(Data items)
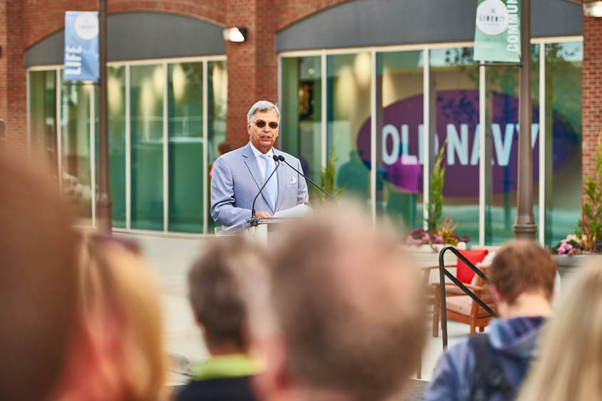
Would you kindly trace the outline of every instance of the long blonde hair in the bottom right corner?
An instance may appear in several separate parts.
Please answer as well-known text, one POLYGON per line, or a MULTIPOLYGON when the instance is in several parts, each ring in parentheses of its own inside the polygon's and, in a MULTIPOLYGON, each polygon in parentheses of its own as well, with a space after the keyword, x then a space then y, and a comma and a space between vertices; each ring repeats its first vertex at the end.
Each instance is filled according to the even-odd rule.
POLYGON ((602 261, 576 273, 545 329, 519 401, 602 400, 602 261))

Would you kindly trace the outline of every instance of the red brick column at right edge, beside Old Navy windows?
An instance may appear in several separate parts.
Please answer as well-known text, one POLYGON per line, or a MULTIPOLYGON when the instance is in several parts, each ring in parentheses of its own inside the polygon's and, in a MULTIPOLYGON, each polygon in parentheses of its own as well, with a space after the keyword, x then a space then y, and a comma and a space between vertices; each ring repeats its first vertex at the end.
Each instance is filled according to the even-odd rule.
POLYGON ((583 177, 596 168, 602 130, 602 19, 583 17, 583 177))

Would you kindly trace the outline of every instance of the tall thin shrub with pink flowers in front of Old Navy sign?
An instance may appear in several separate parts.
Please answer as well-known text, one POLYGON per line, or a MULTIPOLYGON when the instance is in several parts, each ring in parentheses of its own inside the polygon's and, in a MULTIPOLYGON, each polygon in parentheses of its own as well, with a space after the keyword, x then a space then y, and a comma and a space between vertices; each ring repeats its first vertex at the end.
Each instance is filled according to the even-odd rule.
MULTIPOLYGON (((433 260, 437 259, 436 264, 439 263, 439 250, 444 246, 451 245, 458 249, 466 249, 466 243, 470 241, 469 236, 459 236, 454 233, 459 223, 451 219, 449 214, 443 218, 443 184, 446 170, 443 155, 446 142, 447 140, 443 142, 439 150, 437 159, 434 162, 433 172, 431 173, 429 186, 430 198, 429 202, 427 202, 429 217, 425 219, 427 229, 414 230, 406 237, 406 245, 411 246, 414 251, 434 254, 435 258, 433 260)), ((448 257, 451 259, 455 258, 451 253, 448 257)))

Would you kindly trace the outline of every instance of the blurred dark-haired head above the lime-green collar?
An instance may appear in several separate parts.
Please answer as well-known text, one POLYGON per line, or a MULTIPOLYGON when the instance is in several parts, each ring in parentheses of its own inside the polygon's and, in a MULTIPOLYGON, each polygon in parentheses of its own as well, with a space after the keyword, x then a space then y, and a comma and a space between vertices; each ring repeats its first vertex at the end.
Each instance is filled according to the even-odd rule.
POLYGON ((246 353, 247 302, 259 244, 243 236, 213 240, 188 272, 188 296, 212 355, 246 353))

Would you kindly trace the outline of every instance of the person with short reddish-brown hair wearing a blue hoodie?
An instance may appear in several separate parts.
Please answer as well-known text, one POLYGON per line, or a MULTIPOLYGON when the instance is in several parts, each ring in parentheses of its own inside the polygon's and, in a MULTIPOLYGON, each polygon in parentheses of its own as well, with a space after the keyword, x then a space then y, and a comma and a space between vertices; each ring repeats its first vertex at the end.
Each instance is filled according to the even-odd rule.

# EXERCISE BRIEF:
List, from the entries above, every line in which the word "Navy" shows up.

# EXERCISE RESPONSE:
Would you kindly trace the outline of every instance of the red brick column at right edge, beside Old Navy windows?
Would you kindly trace the outline of every instance of the tall thin shrub with pink flowers in front of Old Navy sign?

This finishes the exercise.